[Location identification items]
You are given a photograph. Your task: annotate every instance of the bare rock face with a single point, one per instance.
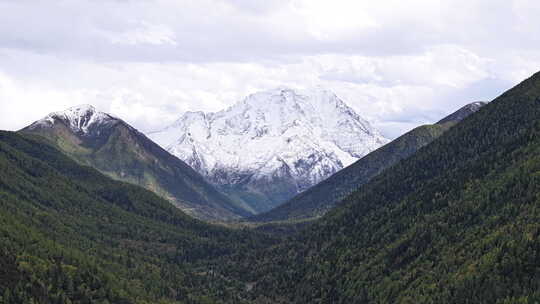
(272, 145)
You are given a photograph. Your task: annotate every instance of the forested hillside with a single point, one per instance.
(118, 150)
(71, 235)
(458, 222)
(324, 196)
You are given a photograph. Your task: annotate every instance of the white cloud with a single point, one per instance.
(398, 63)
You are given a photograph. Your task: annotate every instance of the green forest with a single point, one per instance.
(456, 222)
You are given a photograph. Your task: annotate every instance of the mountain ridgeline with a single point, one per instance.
(272, 145)
(458, 221)
(115, 148)
(324, 196)
(70, 234)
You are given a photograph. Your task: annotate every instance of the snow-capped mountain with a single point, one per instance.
(271, 145)
(118, 150)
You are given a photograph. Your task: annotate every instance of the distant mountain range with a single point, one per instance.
(457, 221)
(322, 197)
(115, 148)
(272, 145)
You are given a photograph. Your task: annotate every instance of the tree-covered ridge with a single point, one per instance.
(324, 196)
(457, 222)
(71, 235)
(121, 152)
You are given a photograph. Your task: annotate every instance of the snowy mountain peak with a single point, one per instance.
(283, 135)
(80, 119)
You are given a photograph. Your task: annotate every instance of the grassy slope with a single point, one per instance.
(322, 197)
(124, 154)
(105, 240)
(457, 222)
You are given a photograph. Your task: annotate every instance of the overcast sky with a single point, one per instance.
(397, 63)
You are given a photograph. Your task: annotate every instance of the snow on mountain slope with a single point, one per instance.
(276, 135)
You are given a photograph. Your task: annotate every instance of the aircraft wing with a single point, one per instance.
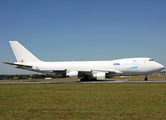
(19, 65)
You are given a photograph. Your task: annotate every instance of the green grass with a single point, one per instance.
(83, 101)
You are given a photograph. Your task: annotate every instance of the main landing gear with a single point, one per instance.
(146, 78)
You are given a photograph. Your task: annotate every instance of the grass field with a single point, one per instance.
(83, 101)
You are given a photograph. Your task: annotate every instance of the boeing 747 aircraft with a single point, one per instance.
(86, 70)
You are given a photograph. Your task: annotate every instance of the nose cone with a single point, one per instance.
(158, 67)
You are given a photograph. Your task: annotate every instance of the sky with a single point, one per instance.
(81, 30)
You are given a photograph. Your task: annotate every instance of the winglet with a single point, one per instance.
(21, 53)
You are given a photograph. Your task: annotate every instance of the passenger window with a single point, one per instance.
(150, 59)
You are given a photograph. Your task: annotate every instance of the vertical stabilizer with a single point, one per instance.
(21, 53)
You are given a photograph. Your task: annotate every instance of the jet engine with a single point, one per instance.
(72, 74)
(100, 75)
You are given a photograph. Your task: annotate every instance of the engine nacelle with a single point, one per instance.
(72, 74)
(100, 75)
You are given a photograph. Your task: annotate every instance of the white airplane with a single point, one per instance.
(86, 70)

WRITTEN TASK
Every line from the one containing "window with a single point, one per instance." through the last line of the entries must be written out verbatim, and no other line.

TASK OUTPUT
You are given a photograph. Your task: annotate every instance of the passenger window with a single point, one per instance.
(150, 59)
You are given a photograph. Your task: annotate every instance of the vertical stabilizer with a single point, one per instance.
(21, 53)
You are given a photograph. Your task: annotate every instance of the jet engine with a single point, one per instance.
(72, 74)
(100, 75)
You are given a photograph. Your task: annotate every instance of the engine nacelle with a single point, one per instance.
(72, 74)
(100, 75)
You are given a photograph. Your task: annotate every instance of the white airplane with a single point, one per instance.
(86, 70)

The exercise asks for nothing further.